## [ЗАДАНИЕ]
Перескажите в двух предложениях отрывок о жизни виленских евреев осенью 1944 года.

## [ВЫБРАННЫЙ ТЕКСТ]
- - - - - - -

В конце сентября власти дали комитету разрешение создать еврейскую школу, детский сад и детский дом – все располагались в одном здании, получившем название Еврейский детский комбинат. В школе обучали по советской программе, но на идише. Ни религиозных предметов, ни практик в программе не было, однако велось преподавание литературы на идише. Музей передал детскому комбинату учебники и детские книги[313].

К осени 1944 года у двух тысяч виленских евреев появилась скромная сеть общинных учреждений: синагога, светская школа и музей. При этом не существовало городского еврейского комитета, о котором раньше думали Шмерке и Суцкевер. Эту идею власти не приняли.

Все три учреждения сталкивались с ограничениями, вмешательством и откровенной враждебностью местных властей, в составе которых было много представителей прежней, подконтрольной немцам администрации. Синагоге отказали в получении груза одежды из Америки. Запретили проводить субботние трапезы и религиозные занятия. В СССР культовые учреждения могли только отправлять религиозные церемонии, им запрещалось заниматься филантропией, проводить общественные собрания или вести религиозное воспитание. А поскольку субботы были рабочими днями, прихожан на субботние молитвы собиралось мало. Еврейский детский комбинат за первый год вынужден был дважды переезжать с места на место, так как их помещения в обоих случаях передавались другим школам. Наркомпрос даже закрыл школу в середине учебного года, однако изменил свое решение после телеграммы с протестом из Москвы от Еврейского антифашистского комитета.

А музей барахтался как мог, в форме комиссии, без всякого бюджета[314].

Да и в целом еврейская жизнь едва дышала. Шмерке и Суцкевер обращались к властям с просьбой разрешить публикацию еженедельной газеты на идише. Поначалу первый секретарь компартии Литвы Антанас Снечкус ответил через Генрика Зимана (единственного еврея в партийном руководстве), что говорить о газете преждевременно, однако власти окажут поддержку в публикации литературного альманаха. Потом Снечкус передумал – идея альманаха «несвоевременна». Тем временем в городе начали выходить газеты и журналы не только на двух государственных языках, литовском и русском, но и на польском – языке другого этнического меньшинства. Почему у поляков есть своя газета, а у евреев нет? Вопрос повис в воздухе[315].

- - - - - - -

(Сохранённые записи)
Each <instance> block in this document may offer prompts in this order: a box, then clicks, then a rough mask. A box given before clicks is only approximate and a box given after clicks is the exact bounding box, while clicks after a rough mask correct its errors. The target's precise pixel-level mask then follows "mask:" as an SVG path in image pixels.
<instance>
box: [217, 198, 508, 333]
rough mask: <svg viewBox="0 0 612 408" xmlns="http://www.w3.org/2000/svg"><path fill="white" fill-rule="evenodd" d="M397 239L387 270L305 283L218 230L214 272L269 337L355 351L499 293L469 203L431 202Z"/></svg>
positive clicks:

- - - - - - -

## [МЕСТО ДЛЯ ОТВЕТА]
К осени 1944 года у двух тысяч виленских евреев появились синагога, светская школа на идише в составе Еврейского детского комбината и музей, но создать городской еврейский комитет власти не позволили. Все эти учреждения сталкивались с ограничениями и враждебностью местных властей, а просьбы о газете и литературном альманахе на идише отклонили, хотя в городе выходили издания даже на польском.